#### [Passage to read]
★ ★ ★ ★ ★ ★ ★

The anti-worker bias in the media


Currently we are are experiencing a rare period when employers are finding it hard to fill positions, especially in the lower-wage service sector. But it is telling how differently the media covers this to how they cover the times when unemployment levels are high. The common thread is that in each case, they present the point of view of the employers, not the workers.

Cartoonist Ted Rall accurately captures the differences in the way that the media and the pundit class cover a labor surplus versus a labor shortage.

When jobs are scarce, workers are told to make big changes in their lives to adjust to reality. Now that workers are scarce, however, whiny employers are offered sympathy rather than given advice to change their obsolete business models.

Comments

  1. sonofrojblake says

    I vividly remember starting a chemical engineering degree in 1988, when jobs were plentiful and pay was high.

    I vividly remember finishing a chemical engineering degree in 1992, when out of a graduating class of 50, only 2 had managed to secure any employment at all… and those two “coincidentally” had fathers who worked in the industry.

    I vividly remember in about 1995 there being articles in the professional press about the big employers (the petrochem, pharma and bulk chemical sectors) struggling (poor babies) to find good chemical engineers with the requisite two to five years’ experience necessary to move into the sorts of jobs where we’re useful. And I remember thinking “oh you’re having a hard time? Good.” There were literally complaining about the results of the fact that two to five years earlier, they weren’t hiring, as though those consequences were somehow someone else’s fault -- presumably all the inconsiderate chemical engineering graduates who’d fucked off into accountancy or teaching or whatever else it is people do when their skills aren’t valued by the people who came to their school to talk up the profession. Arseholes.

★ ★ ★ ★ ★ ★ ★

#### [Exercise directions]
Retype the whole post on anti-worker bias in the media, comments included, word for word. The data that comes next is from a different source.

#### [Data excerpts]
★ ★ ★ ★ ★ ★ ★

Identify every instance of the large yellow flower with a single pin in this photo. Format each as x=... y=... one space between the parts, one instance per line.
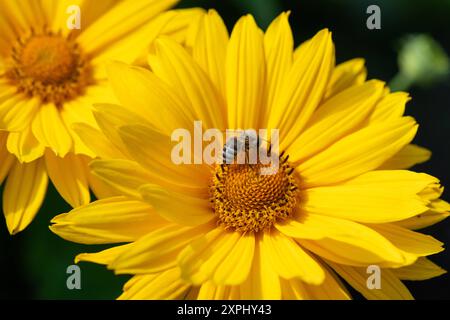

★ ★ ★ ★ ★ ★ ★

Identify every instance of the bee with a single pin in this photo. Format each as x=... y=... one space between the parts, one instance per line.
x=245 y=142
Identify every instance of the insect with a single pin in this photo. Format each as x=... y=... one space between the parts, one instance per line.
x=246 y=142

★ ★ ★ ★ ★ ★ ★

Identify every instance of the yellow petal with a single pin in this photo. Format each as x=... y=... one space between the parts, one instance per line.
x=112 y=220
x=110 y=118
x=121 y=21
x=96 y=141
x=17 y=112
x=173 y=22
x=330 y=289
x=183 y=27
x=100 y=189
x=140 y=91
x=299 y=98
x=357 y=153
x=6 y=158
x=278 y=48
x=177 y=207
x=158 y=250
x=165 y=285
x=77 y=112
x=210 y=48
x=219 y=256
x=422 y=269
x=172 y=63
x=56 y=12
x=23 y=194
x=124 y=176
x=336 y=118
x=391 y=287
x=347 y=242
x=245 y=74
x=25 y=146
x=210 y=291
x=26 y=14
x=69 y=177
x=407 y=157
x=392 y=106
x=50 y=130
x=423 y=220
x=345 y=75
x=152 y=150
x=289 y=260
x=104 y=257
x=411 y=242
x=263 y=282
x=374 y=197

★ ★ ★ ★ ★ ★ ★

#### [Response to this exercise]
The anti-worker bias in the media


Currently we are are experiencing a rare period when employers are finding it hard to fill positions, especially in the lower-wage service sector. But it is telling how differently the media covers this to how they cover the times when unemployment levels are high. The common thread is that in each case, they present the point of view of the employers, not the workers.

Cartoonist Ted Rall accurately captures the differences in the way that the media and the pundit class cover a labor surplus versus a labor shortage.

When jobs are scarce, workers are told to make big changes in their lives to adjust to reality. Now that workers are scarce, however, whiny employers are offered sympathy rather than given advice to change their obsolete business models.

Comments

  1. sonofrojblake says

    I vividly remember starting a chemical engineering degree in 1988, when jobs were plentiful and pay was high.

    I vividly remember finishing a chemical engineering degree in 1992, when out of a graduating class of 50, only 2 had managed to secure any employment at all… and those two “coincidentally” had fathers who worked in the industry.

    I vividly remember in about 1995 there being articles in the professional press about the big employers (the petrochem, pharma and bulk chemical sectors) struggling (poor babies) to find good chemical engineers with the requisite two to five years’ experience necessary to move into the sorts of jobs where we’re useful. And I remember thinking “oh you’re having a hard time? Good.” There were literally complaining about the results of the fact that two to five years earlier, they weren’t hiring, as though those consequences were somehow someone else’s fault -- presumably all the inconsiderate chemical engineering graduates who’d fucked off into accountancy or teaching or whatever else it is people do when their skills aren’t valued by the people who came to their school to talk up the profession. Arseholes.